Action item:
From the line bearing "Query: blurred foliage" down to the final line of the records below, give every line again exactly and add nothing.

Data section:
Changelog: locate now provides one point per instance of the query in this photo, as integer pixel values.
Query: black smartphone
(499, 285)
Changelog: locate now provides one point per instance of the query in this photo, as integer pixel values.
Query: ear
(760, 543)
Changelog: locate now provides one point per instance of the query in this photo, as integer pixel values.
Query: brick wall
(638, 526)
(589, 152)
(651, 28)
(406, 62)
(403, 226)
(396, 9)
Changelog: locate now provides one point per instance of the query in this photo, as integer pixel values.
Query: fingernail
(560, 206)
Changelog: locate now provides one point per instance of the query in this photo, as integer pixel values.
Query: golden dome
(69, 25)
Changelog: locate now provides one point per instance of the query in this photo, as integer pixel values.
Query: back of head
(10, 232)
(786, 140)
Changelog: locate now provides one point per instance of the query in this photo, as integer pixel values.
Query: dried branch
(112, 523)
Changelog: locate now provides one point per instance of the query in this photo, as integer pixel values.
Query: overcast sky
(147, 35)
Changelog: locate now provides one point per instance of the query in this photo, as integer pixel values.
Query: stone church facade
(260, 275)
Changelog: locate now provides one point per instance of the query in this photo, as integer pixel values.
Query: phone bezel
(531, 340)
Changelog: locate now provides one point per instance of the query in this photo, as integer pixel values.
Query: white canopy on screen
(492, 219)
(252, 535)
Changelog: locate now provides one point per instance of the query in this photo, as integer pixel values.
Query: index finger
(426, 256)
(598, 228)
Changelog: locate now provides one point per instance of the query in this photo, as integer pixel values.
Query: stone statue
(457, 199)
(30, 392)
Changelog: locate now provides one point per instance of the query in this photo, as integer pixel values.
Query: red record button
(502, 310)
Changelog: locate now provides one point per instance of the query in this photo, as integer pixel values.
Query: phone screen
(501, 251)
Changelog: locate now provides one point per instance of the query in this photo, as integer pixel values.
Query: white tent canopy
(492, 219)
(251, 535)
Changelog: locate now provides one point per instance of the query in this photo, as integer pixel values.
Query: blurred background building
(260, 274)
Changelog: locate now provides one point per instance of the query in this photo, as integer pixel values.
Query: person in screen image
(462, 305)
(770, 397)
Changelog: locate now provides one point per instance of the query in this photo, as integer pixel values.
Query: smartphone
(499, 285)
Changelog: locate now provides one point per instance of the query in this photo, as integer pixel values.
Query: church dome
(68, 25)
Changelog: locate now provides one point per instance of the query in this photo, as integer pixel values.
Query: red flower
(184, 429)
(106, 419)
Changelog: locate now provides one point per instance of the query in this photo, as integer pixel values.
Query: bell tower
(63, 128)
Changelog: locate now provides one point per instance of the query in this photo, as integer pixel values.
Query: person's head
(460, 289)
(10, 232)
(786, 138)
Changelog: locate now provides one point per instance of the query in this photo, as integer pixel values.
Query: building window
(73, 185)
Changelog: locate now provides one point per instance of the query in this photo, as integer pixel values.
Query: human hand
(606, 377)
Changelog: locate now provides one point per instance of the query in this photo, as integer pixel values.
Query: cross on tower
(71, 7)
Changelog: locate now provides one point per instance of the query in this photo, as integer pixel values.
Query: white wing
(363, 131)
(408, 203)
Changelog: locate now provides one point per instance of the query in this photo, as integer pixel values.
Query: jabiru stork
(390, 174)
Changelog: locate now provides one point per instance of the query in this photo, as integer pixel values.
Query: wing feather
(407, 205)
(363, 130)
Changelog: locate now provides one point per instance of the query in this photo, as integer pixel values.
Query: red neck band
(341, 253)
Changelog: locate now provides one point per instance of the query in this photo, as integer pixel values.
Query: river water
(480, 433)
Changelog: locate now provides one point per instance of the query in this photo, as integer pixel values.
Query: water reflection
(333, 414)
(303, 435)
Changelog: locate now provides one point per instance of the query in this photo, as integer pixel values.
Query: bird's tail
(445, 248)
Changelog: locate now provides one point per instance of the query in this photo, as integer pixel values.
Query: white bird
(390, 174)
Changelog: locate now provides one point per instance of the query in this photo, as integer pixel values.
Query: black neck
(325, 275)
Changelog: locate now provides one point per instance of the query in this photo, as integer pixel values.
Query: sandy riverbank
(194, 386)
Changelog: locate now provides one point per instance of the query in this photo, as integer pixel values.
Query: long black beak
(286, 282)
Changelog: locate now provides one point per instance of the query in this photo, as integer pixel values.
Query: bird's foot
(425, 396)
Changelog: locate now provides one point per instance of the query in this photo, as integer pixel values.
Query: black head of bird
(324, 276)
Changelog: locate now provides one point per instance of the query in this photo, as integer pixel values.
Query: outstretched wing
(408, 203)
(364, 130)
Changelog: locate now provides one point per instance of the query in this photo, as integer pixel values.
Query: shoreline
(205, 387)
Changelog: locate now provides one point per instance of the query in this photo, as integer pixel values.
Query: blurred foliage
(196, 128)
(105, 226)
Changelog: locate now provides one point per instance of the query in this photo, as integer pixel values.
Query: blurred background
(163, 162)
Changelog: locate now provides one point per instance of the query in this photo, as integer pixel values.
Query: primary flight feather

Final answer:
Query: blurred foliage
(196, 128)
(105, 226)
Changelog: locate now provides one point per instance of the query in this photo, as integer pixel values.
Query: blurred background
(163, 162)
Changelog: locate now provides one point per instance of the query in this photo, as integer pixel values.
Query: primary flight feather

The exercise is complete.